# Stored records
-------------------------

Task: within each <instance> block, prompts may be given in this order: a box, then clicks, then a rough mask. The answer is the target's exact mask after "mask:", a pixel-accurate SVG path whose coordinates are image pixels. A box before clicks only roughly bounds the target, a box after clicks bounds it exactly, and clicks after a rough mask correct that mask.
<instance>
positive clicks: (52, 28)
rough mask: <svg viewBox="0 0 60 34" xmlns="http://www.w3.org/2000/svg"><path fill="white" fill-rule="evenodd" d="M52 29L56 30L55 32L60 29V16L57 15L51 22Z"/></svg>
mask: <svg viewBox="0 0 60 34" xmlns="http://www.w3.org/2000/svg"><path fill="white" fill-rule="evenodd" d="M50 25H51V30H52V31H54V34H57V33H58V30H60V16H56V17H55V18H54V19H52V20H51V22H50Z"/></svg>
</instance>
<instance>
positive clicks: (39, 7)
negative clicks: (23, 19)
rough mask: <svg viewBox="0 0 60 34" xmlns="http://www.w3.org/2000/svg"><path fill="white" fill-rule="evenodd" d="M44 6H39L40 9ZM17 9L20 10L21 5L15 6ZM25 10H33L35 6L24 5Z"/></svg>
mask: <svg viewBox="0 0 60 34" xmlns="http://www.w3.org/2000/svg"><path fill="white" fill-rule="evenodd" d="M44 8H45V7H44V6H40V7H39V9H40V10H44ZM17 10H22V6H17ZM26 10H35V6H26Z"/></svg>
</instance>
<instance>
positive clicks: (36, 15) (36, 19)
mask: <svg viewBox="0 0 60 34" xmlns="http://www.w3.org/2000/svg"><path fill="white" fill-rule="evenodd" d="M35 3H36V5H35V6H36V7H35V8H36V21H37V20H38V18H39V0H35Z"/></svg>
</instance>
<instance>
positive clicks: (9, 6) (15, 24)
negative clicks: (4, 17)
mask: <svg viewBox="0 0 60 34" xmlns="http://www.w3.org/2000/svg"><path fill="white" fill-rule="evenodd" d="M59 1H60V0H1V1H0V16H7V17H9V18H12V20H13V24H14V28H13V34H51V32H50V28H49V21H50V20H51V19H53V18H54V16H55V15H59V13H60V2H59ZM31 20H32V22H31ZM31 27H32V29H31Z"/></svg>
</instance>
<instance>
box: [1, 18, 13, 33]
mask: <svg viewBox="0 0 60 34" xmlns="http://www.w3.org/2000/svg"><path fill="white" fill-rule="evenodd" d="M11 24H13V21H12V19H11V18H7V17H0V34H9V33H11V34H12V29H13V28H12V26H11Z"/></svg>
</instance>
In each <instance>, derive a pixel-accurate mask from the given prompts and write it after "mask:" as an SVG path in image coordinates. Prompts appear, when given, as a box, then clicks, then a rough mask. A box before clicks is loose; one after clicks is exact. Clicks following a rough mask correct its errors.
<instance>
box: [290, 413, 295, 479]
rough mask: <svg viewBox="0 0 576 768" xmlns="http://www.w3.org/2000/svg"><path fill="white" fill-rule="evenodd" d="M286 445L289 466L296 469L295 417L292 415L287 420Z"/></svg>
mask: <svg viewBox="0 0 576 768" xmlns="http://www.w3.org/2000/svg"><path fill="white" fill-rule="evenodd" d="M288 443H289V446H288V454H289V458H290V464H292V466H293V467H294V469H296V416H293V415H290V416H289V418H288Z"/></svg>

-------------------------

# WHAT TO DO
Retype the entries precisely as they stand.

# WRITTEN ANSWER
Task: within each <instance> block, prompts may be given in this order: a box, then clicks, then a rough mask. The answer is the target's exact mask after "mask:", a pixel-accurate SVG path whose coordinates are image pixels. A box before clicks only roughly bounds the target, a box after clicks bounds it exactly, and clicks after a rough mask correct that mask.
<instance>
positive clicks: (52, 28)
rough mask: <svg viewBox="0 0 60 34" xmlns="http://www.w3.org/2000/svg"><path fill="white" fill-rule="evenodd" d="M52 29L56 30L55 32L60 29V16L57 15L51 22Z"/></svg>
mask: <svg viewBox="0 0 60 34" xmlns="http://www.w3.org/2000/svg"><path fill="white" fill-rule="evenodd" d="M50 25H51V30H52V31H54V34H57V33H58V30H60V16H56V17H55V18H54V19H52V20H51V22H50Z"/></svg>
</instance>
<instance>
positive clicks: (39, 7)
negative clicks: (23, 19)
rough mask: <svg viewBox="0 0 60 34" xmlns="http://www.w3.org/2000/svg"><path fill="white" fill-rule="evenodd" d="M44 6H39L40 9ZM17 9L20 10L21 5L15 6ZM25 10H33L35 6L24 5Z"/></svg>
mask: <svg viewBox="0 0 60 34" xmlns="http://www.w3.org/2000/svg"><path fill="white" fill-rule="evenodd" d="M44 8H45V7H44V6H40V7H39V9H40V10H44ZM17 10H22V6H17ZM26 10H35V6H26Z"/></svg>
</instance>
<instance>
positive clicks: (36, 15) (36, 19)
mask: <svg viewBox="0 0 60 34" xmlns="http://www.w3.org/2000/svg"><path fill="white" fill-rule="evenodd" d="M35 3H36V5H35V6H36V7H35V8H36V21H37V20H38V18H39V0H35Z"/></svg>
</instance>
<instance>
positive clicks: (9, 6) (15, 24)
negative clicks: (4, 17)
mask: <svg viewBox="0 0 60 34" xmlns="http://www.w3.org/2000/svg"><path fill="white" fill-rule="evenodd" d="M59 1H60V0H1V1H0V16H7V17H9V18H12V20H13V24H14V28H13V34H51V32H50V28H49V21H50V20H51V19H53V18H54V16H55V15H59V13H60V2H59ZM31 20H32V22H31ZM31 27H32V29H31Z"/></svg>
</instance>
<instance>
box: [1, 18, 13, 33]
mask: <svg viewBox="0 0 60 34" xmlns="http://www.w3.org/2000/svg"><path fill="white" fill-rule="evenodd" d="M11 24H13V21H12V19H11V18H7V17H0V34H9V33H11V34H12V29H13V28H12V26H11Z"/></svg>
</instance>
In each <instance>, derive a pixel-accurate mask from the given prompts and write it after "mask:" as an SVG path in image coordinates. Prompts appear, when given, as a box, then clicks, then a rough mask. A box before clicks is loose; one after clicks is exact. Clicks following a rough mask correct its errors.
<instance>
box: [290, 413, 295, 479]
rough mask: <svg viewBox="0 0 576 768" xmlns="http://www.w3.org/2000/svg"><path fill="white" fill-rule="evenodd" d="M286 445L289 466L296 469L295 417L292 415L287 420Z"/></svg>
mask: <svg viewBox="0 0 576 768" xmlns="http://www.w3.org/2000/svg"><path fill="white" fill-rule="evenodd" d="M288 443H289V446H288V454H289V458H290V464H292V466H293V467H294V469H296V416H293V415H290V416H289V418H288Z"/></svg>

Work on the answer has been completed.